EXERCISE INPUTS section start
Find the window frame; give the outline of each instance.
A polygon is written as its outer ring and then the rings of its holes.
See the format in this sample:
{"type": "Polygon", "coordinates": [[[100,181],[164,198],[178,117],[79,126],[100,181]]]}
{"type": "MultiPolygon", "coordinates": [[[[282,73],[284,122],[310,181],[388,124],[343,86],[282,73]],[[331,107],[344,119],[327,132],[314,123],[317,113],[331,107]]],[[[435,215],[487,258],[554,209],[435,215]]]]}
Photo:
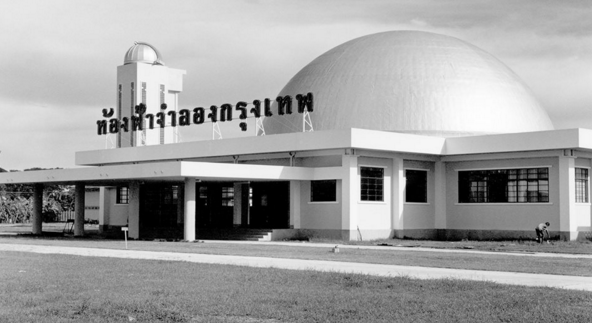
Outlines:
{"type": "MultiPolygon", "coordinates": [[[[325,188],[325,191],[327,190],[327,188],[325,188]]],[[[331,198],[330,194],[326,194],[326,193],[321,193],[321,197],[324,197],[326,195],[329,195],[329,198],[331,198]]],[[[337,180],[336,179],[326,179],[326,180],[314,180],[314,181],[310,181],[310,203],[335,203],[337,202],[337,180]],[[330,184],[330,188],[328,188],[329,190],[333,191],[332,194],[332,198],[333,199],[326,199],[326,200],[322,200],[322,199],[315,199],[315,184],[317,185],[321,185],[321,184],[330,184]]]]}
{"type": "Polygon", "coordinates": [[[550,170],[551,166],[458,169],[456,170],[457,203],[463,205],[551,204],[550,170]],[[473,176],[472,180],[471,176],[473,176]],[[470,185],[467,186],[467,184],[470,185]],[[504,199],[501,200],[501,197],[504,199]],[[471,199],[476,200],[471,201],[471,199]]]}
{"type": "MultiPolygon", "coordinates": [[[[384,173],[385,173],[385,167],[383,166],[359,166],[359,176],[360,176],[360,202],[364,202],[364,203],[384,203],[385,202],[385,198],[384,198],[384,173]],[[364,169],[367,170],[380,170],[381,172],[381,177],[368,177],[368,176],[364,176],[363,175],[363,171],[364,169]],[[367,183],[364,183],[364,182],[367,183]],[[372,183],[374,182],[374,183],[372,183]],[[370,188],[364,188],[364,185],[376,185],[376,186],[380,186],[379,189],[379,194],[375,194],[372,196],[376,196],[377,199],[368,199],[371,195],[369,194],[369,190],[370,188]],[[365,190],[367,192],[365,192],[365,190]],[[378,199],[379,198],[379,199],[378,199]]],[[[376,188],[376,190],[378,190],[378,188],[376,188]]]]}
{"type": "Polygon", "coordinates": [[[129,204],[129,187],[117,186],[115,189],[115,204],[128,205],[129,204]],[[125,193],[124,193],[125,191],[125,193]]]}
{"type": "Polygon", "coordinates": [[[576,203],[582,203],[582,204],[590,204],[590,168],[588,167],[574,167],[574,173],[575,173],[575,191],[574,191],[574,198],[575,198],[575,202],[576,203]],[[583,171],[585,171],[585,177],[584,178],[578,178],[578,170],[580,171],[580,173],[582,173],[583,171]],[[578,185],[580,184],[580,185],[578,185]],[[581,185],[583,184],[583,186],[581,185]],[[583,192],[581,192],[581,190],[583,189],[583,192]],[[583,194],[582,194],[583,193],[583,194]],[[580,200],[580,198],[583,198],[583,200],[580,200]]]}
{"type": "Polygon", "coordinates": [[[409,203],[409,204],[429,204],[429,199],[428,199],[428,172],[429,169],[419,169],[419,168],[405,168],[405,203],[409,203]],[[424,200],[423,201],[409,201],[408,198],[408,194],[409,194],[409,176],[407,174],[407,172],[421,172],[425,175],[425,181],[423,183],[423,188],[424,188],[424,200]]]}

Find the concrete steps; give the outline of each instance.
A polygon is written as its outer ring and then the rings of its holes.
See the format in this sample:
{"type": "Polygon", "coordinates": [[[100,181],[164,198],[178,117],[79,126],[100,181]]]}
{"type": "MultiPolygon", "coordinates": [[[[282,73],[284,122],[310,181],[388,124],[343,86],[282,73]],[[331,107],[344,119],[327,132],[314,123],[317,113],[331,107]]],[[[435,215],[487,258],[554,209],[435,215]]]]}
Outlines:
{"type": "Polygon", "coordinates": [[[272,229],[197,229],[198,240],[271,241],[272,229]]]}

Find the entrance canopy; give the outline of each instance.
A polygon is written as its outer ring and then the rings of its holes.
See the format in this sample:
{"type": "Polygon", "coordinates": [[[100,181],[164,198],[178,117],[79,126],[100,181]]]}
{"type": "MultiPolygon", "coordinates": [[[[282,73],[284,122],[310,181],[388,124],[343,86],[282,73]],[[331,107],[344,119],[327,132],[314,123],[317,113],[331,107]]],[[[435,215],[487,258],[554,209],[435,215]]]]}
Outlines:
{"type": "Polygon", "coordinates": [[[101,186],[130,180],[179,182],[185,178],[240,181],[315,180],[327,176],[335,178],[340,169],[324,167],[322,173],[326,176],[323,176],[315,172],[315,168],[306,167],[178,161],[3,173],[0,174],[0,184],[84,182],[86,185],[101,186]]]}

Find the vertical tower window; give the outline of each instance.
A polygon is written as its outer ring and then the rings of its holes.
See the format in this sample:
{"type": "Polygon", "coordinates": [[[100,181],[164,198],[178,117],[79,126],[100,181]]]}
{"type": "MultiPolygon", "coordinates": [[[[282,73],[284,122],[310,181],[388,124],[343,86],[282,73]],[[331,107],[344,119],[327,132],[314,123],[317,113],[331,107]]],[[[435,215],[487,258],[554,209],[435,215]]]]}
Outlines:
EXERCISE INPUTS section end
EXERCISE INPUTS section start
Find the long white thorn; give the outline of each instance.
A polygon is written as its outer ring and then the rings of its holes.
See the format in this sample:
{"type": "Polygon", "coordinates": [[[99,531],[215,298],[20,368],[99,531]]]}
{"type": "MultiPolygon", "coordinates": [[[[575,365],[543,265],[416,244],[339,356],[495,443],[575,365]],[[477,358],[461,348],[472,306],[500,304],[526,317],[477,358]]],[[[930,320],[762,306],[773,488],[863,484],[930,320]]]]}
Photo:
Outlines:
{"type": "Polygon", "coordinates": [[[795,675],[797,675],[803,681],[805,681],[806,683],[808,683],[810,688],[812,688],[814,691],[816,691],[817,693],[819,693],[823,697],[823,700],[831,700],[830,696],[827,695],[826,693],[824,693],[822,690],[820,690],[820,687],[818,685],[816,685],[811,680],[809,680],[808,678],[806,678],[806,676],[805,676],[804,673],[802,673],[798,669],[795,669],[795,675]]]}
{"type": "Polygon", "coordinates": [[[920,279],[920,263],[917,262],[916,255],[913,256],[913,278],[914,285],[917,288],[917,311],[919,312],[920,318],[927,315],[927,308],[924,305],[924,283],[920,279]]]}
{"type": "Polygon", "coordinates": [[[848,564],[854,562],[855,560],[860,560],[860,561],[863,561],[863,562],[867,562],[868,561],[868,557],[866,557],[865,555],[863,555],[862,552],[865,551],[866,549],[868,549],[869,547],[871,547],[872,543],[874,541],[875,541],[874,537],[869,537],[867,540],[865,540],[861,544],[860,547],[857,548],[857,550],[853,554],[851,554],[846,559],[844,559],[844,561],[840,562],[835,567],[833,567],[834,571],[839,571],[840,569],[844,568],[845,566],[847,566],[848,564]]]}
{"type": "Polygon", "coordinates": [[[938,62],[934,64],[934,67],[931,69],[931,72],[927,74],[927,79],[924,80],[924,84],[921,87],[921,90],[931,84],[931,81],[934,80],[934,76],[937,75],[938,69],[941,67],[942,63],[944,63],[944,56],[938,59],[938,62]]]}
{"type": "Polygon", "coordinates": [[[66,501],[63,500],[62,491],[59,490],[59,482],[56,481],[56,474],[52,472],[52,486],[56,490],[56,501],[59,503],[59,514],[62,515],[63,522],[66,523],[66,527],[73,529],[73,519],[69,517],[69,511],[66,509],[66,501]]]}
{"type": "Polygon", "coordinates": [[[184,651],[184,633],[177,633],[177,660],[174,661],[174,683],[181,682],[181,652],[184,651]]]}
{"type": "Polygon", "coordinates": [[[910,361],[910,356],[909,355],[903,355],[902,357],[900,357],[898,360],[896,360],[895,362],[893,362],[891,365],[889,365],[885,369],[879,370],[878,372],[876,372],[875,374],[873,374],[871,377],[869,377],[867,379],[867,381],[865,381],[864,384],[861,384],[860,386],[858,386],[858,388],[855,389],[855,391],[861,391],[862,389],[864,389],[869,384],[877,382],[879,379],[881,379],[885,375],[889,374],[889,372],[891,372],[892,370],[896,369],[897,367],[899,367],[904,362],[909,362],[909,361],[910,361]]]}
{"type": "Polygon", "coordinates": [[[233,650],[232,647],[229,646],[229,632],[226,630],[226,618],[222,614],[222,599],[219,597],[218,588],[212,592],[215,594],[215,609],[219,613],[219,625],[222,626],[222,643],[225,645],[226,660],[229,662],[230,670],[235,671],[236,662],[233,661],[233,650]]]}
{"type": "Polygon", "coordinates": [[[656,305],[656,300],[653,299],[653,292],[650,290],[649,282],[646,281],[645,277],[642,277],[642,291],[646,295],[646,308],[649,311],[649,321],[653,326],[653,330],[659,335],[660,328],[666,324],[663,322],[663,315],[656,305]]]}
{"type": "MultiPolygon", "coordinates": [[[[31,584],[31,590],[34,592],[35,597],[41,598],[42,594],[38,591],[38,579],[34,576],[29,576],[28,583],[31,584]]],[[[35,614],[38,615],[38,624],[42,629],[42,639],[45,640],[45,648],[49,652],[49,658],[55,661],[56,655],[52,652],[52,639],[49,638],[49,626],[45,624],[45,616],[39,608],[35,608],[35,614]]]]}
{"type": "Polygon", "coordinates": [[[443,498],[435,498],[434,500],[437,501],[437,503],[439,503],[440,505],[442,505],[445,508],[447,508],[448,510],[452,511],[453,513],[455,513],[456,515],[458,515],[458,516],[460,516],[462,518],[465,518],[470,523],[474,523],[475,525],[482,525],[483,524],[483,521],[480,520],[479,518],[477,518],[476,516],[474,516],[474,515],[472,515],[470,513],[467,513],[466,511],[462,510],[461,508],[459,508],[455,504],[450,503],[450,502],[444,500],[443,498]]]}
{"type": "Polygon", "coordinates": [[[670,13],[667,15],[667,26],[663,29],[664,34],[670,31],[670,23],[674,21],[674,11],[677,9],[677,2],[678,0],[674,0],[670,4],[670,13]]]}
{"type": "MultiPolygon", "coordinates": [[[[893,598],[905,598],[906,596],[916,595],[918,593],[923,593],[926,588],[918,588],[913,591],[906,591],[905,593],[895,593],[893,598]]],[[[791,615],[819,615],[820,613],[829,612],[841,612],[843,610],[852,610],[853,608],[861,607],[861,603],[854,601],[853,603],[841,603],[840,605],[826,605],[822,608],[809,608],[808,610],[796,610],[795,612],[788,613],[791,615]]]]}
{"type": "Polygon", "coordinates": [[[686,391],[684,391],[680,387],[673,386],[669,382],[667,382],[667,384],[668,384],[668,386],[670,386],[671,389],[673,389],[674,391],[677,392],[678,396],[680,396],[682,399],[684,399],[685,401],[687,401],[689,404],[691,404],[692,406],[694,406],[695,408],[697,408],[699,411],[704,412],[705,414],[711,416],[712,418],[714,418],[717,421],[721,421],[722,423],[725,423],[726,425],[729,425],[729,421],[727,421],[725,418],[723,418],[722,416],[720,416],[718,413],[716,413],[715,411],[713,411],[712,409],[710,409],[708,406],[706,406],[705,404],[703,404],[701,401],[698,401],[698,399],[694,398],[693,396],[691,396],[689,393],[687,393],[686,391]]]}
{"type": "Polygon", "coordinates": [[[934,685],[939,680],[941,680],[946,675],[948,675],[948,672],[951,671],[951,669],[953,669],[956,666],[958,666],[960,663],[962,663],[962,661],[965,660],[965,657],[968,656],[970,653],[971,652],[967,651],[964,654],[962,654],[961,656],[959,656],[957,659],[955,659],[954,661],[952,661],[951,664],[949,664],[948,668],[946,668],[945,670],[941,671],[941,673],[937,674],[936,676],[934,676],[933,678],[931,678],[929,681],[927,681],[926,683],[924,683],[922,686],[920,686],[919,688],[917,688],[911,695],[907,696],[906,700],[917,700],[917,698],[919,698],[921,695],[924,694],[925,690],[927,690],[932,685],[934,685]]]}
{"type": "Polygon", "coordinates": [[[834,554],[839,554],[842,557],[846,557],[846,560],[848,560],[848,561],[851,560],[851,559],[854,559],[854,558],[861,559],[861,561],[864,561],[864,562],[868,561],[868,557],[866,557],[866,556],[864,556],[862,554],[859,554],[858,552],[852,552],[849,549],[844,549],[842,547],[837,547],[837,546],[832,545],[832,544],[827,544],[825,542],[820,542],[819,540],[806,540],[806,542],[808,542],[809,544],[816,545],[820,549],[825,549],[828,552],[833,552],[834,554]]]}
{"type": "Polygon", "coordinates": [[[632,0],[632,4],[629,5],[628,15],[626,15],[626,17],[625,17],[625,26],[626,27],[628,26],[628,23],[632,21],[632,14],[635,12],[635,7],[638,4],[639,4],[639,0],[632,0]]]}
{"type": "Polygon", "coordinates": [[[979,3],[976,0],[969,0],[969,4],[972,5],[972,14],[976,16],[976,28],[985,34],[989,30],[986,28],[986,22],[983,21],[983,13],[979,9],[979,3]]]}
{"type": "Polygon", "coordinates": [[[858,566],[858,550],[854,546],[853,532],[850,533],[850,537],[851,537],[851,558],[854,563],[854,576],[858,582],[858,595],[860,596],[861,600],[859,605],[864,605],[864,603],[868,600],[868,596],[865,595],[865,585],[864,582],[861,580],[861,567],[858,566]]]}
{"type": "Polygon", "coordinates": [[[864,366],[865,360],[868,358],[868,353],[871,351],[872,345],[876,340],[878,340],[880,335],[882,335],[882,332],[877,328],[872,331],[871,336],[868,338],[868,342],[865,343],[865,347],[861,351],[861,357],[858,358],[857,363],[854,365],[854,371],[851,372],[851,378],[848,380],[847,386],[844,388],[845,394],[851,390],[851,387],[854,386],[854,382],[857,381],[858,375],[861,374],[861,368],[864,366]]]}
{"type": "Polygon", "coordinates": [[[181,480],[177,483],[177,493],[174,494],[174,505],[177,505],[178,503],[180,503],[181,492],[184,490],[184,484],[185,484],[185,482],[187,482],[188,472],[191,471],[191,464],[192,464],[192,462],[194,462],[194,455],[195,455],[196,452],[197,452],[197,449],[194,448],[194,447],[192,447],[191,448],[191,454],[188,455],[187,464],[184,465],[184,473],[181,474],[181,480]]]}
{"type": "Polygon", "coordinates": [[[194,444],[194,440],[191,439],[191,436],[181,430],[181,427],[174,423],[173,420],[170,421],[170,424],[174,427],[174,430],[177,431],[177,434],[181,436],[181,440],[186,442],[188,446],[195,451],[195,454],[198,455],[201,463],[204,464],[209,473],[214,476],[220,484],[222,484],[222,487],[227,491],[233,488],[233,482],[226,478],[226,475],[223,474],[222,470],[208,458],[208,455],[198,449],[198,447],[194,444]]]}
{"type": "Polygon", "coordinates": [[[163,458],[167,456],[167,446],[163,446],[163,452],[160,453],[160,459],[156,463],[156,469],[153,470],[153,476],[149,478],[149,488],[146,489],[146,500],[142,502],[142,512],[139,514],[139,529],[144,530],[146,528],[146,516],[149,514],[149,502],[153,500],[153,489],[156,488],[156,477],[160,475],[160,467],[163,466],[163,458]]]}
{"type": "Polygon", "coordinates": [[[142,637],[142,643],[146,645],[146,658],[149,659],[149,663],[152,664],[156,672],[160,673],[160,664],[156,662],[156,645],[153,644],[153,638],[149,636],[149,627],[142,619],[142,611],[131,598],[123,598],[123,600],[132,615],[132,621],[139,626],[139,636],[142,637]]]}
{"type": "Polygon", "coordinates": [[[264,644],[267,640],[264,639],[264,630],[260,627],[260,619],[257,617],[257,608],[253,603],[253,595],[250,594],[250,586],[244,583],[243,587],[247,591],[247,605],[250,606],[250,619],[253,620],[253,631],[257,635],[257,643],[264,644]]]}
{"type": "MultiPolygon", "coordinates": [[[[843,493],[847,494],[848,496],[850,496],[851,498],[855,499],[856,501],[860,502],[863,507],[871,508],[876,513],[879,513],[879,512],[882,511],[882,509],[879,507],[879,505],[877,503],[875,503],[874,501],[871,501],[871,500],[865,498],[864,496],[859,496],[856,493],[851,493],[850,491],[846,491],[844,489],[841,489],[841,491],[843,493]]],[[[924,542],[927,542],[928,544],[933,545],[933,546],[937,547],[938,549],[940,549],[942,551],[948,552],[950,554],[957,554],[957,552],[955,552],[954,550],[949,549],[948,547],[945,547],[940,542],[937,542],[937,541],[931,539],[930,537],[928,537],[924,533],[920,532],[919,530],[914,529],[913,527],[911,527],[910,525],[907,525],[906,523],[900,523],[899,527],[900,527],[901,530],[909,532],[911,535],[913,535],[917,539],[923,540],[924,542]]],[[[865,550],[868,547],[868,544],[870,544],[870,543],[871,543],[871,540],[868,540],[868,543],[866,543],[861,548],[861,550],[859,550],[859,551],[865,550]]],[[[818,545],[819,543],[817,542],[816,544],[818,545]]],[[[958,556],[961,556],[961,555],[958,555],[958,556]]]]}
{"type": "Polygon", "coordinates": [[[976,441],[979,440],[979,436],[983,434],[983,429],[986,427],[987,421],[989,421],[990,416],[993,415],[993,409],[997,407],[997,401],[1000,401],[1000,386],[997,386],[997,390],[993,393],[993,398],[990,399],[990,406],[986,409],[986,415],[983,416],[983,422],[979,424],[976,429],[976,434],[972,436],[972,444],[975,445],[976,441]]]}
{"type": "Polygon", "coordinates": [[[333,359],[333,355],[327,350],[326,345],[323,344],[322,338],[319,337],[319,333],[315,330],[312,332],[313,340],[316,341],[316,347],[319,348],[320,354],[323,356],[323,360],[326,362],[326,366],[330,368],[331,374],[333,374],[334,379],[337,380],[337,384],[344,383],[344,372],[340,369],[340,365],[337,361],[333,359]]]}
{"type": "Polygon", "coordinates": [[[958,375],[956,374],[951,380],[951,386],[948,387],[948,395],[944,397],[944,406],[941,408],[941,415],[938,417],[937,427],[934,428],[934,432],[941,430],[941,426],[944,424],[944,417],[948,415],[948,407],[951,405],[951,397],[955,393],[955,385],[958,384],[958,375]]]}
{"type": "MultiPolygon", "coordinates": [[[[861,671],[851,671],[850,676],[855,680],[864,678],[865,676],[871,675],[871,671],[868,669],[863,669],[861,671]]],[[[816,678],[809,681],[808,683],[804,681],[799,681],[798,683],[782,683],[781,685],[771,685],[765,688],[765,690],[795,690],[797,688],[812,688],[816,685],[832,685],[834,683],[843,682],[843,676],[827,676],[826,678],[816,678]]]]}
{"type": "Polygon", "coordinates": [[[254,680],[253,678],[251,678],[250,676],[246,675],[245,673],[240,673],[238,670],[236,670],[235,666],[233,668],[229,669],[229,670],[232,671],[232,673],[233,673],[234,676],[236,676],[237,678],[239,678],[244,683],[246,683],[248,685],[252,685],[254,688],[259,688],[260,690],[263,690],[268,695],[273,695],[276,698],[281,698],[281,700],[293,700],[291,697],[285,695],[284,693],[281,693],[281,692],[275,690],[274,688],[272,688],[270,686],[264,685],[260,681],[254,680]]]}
EXERCISE INPUTS section end
EXERCISE INPUTS section start
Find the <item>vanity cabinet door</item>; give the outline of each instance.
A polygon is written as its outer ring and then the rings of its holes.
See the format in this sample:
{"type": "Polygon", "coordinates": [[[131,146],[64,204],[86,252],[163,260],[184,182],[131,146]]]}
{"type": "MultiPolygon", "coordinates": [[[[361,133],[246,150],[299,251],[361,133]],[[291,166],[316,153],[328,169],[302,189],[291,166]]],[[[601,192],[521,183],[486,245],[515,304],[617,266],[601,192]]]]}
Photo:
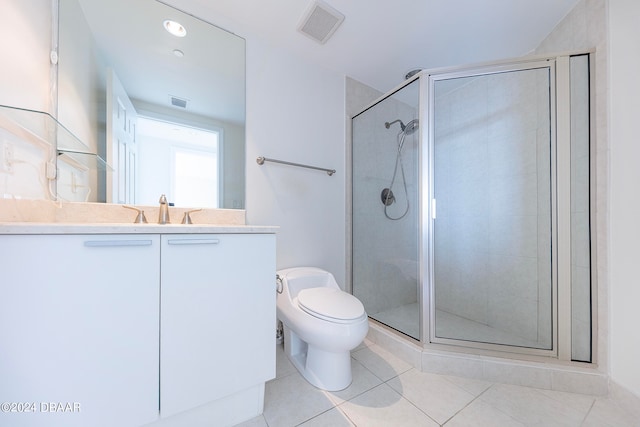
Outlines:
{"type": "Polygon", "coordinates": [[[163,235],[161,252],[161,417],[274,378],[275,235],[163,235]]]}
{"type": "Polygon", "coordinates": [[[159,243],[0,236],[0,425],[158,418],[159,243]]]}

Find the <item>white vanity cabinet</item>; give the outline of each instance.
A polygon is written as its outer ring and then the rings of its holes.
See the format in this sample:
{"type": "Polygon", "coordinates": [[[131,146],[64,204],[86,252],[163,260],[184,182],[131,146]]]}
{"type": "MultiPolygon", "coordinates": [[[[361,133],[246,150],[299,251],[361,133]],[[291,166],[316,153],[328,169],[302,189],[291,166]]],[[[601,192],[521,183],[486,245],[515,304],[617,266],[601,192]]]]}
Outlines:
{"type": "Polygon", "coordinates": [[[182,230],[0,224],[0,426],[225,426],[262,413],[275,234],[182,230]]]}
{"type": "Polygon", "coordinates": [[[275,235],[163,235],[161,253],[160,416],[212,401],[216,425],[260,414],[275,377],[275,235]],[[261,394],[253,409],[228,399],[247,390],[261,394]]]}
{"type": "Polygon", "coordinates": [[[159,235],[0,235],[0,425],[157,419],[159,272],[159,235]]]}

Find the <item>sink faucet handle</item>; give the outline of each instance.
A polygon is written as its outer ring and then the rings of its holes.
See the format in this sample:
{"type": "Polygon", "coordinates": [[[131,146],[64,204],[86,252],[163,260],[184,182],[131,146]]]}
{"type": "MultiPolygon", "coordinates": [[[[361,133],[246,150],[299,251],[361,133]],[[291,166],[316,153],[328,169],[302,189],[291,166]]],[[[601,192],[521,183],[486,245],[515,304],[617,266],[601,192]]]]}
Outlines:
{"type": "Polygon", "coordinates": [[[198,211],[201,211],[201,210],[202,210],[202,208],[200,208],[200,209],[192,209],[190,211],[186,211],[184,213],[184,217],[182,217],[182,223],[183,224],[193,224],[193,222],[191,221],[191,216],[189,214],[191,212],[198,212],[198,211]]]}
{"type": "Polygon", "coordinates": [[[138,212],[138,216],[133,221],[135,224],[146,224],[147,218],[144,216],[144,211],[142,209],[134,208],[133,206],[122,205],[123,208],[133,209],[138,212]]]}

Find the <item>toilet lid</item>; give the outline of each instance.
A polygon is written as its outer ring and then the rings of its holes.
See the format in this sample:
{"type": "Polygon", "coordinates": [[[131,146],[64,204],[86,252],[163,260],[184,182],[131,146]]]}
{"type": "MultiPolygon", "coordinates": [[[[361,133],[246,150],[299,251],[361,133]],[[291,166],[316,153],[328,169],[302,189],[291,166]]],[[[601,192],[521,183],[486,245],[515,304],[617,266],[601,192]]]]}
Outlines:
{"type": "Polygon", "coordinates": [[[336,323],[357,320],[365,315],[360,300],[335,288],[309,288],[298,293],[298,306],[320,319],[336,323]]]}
EXERCISE INPUTS section end
_WHAT IS REQUIRED_
Scan the data above. Return every line with "white" in it.

_EXERCISE OUTPUT_
Find the long white thorn; give the outline of each instance.
Find the <item>white vanity cabinet</item>; give the outline of each instance.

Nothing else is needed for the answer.